Задание 1 –
Выпишите из фрагмента о метре в прозе Андреева без изменений отрезок от «Тем интереснее наблюдаемое» до «называемых случайных метров.» включительно.
Задание 2 –
Согласуются ли с фрагментом о метре в прозе Андреева следующие утверждения? (a) Более или менее массированное использование метра найдено в пяти произведениях Андреева. (b) Влияние поэмы Дьеркса на замысел «Елеазара» отметил М. Волошин. (c) Ямбические условные строки равномерно разбросаны по всему тексту «Елеазара». На каждое ответьте «да» или «нет» и приведите точную цитату, которая это решает.
Задание 3 –
Допишите следующую часть фрагмента о метре в прозе Андреева, начиная сразу после его последнего предложения.

Тем интереснее наблюдаемое в прозе Л. Андреева последовательное уклонение от силлаботоники, в том числе и в самых символистских его произведениях. Более или менее массированное использование метра обнаружено лишь в двух произведениях, датированных второй половиной 1906 г.: рассказе «Елеазар» и прозаическом «Прологе» к драме «Жизнь Человека». Причем и в том, и в другом случае речь идет не о сплошной метризации, а лишь о некотором учащении по сравнению с общеязыковой вероятностью появления в прозаической речи так называемых случайных метров.
В «Елеазаре» это отчасти можно объяснить отмеченным еще М. Волошиным влиянием на андреевский замысел появившейся в русском переводе в 1899 г. поэмы парнасца Леона Дьеркса «Лазарь»: в рассказе, наряду с трехсложниковой, достаточно часто встречается и двусложниковая организация, напоминающая о шестистопном ямбе, использованном в переводе Е. Дегена из Л. Дьеркса. При этом если трехсложники достаточно равномерно разбросаны по всему тексту (например, цепь анапеста с единственным перебоем в описании пира во второй главе: «И все лица покрыла, как пыль, та же мертвая серая скука, / и с тупым удивлением гости / озирали друг друга и не понимали, зачем собрались они сюда и сидят за богатым столом»; цепи амфибрахия в начале пятой и середине шестой глав: «Потом повезли его морем. И это был самый нарядный и самый печальный корабль»; «Не ужас, не тихий покой обещал он, и нежной любовнице…» и т. д.), то ямбические условные строки появляются в рассказе Андреева, как правило, в наиболее ответственных фрагментах повествования. Например, в ключевых для развития сюжета сценах встреч и бесед героя со скульптором Аврелием и римским императором: «И вот призвал к себе Елеазара сам великий…»; «Кто смеет быть печальным в Риме?»; «Но раньше я хочу взглянуть в твои глаза. Быть может, только трусы / боятся их, а в храбром… Тогда не казни, а награды / достоин ты… Взгляни же на меня, Елеазар»; «Остановилось время, / и страшно сблизились начало всякой вещи / с концом ее» и т. д.

Исходные строки –
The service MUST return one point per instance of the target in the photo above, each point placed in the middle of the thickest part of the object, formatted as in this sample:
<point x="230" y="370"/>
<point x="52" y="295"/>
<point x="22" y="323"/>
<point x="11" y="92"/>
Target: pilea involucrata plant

Ответ 1 –
Тем интереснее наблюдаемое в прозе Л. Андреева последовательное уклонение от силлаботоники, в том числе и в самых символистских его произведениях. Более или менее массированное использование метра обнаружено лишь в двух произведениях, датированных второй половиной 1906 г.: рассказе «Елеазар» и прозаическом «Прологе» к драме «Жизнь Человека». Причем и в том, и в другом случае речь идет не о сплошной метризации, а лишь о некотором учащении по сравнению с общеязыковой вероятностью появления в прозаической речи так называемых случайных метров.

Ответ 2 –
(a) Нет: «Более или менее массированное использование метра обнаружено лишь в двух произведениях».
(b) Да: «отмеченным еще М. Волошиным влиянием на андреевский замысел появившейся в русском переводе в 1899 г. поэмы парнасца Леона Дьеркса «Лазарь»».
(c) Нет: «ямбические условные строки появляются в рассказе Андреева, как правило, в наиболее ответственных фрагментах повествования».

Ответ 3 –
В «Прологе» завершенной месяц спустя после «Елеазара» «Жизни Человека» Некто в сером тоже постоянно обращается к обоим вариантам метризации. Примеры трехсложниковой:
Вот пройдет перед вами вся жизнь Человека / с ее темным началом и темным концом; …это – жизнь Человека. Смотрите на пламень его – это жизнь Человека; Смотрите, как ярко пылает свеча!; Но посмотрите, как тускло и странно мерцает свеча: точно морщится…; Вы, обреченные смерти, смотрите и слушайте…; Вот далеким и призрачным эхом пройдет перед вами… быстротечная жизнь человека.
Не менее выразительны и многочисленны в отрывке двусложниковые фрагменты и цепи:
…бессильно кружится и рыскает, колебля пламя, – светло и ярко / горит свеча. Но убывает воск, съедаемый огнем. Но убывает воск; Вот он – счастливый юноша. Смотрите…; …волнуемый надеждами и страхом…; …несет ему грядущий день, грядущий час – минута; Вот он – старик, больной и слабый; …бессильно стелется слабеющее пламя, дрожит и падает, дрожит и падает – и гаснет тихо; Я буду неизменно подле, когда он бодрствует и спит, когда он молится и проклинает.
Всего в «Прологе» более половины слоговых групп попадает в условные силлабо-тонические строки и цепи – мера, вполне соотносимая с соответствующим показателем такого безусловно метризованного текста, как «Петербург» А. Белого.
Можно также отметить ряд метрических фрагментов в рассказе 1913 г. «Воскресение всех мертвых», безусловно ориентированном на библейскую поэзию; здесь метр чаще всего открывает строфы: «Просветлялись светом небеса, / ровно просветлялись отовсюду…»; «И тихо ждали все, любуясь красотой земли. / Растаяли с туманом города…»; «И торопливо украшались красотою люди»; «Не было сна на земле в ту последнюю…» и т. д.
При этом все упомянутые произведения являются скорее исключениями в общем массиве прозы Л. Андреева, в большинстве случаев принципиально не разложимой на силлабо-тонические фрагменты. Для создания же эффекта особой ритмической упорядоченности прозаического текста он чаще использует традиционные риторические фигуры, в первую очередь разные виды параллелизма. Достаточно редко обращается писатель в своей прозе и к прозиметрии.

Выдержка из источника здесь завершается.